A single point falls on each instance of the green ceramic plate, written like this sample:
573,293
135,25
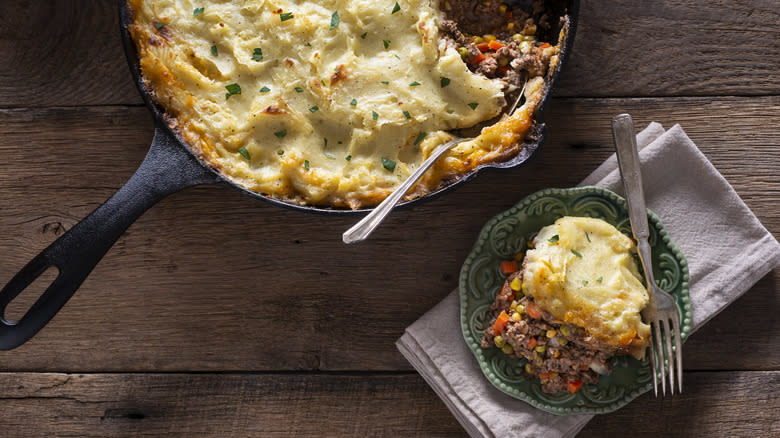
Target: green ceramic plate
481,278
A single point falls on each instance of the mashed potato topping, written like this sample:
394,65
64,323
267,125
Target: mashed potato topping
582,271
323,103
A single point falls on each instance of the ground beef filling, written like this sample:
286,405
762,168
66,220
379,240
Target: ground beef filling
497,41
562,356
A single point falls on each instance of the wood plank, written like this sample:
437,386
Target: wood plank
716,404
69,53
210,280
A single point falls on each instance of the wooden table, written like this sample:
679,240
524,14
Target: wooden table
218,315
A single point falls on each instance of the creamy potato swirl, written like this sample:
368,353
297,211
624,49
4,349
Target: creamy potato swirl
328,103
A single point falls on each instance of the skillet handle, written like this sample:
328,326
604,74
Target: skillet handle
167,168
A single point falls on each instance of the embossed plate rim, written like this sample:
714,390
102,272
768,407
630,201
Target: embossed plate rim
577,403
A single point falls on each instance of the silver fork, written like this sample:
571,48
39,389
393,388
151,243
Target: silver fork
661,313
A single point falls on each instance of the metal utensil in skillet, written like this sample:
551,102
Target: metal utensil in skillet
661,313
169,167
....
**Aim of the exercise:** Repeat the records above exactly, omitting every picture.

**Exercise result:**
A single point falls on each instance of the green ceramic plate, written like this sample:
573,293
135,25
Target: green ceramic plate
481,278
A single point falls on each instance of the mashed potato topping, written like this sample:
394,65
64,323
267,125
Target: mashed potato topping
582,271
323,103
A single point falls on each instance of the ground beef filling, written like this sample:
286,405
762,168
66,220
379,240
Target: ground beef filling
497,41
562,356
A single point falls on each instance of the wood plank, written like this sample:
437,386
Target: wood plank
716,404
69,53
210,280
A single point falls on each instance of the wooden table, written like this sample:
679,240
524,14
Target: wooden table
218,315
A single point falls on each instance of the creamy potato swirl, written like this sample:
368,353
297,211
624,49
4,349
Target: creamy potato swirl
328,103
A single point falls on each instance of the skillet handle, written like this sample:
328,326
604,74
Target: skillet handle
167,168
A single point falls on each instance of the embossed plate rim, written like this sample:
714,390
102,272
768,407
630,201
Target: embossed plate rim
577,403
A single point falls on each instance of the silver fork, written like this sample:
571,48
39,389
393,388
151,243
Target: silver fork
661,313
A single point falls on each instance of the metal utensil in skillet, written like this sample:
551,102
Target: metal utensil in skillet
661,313
169,167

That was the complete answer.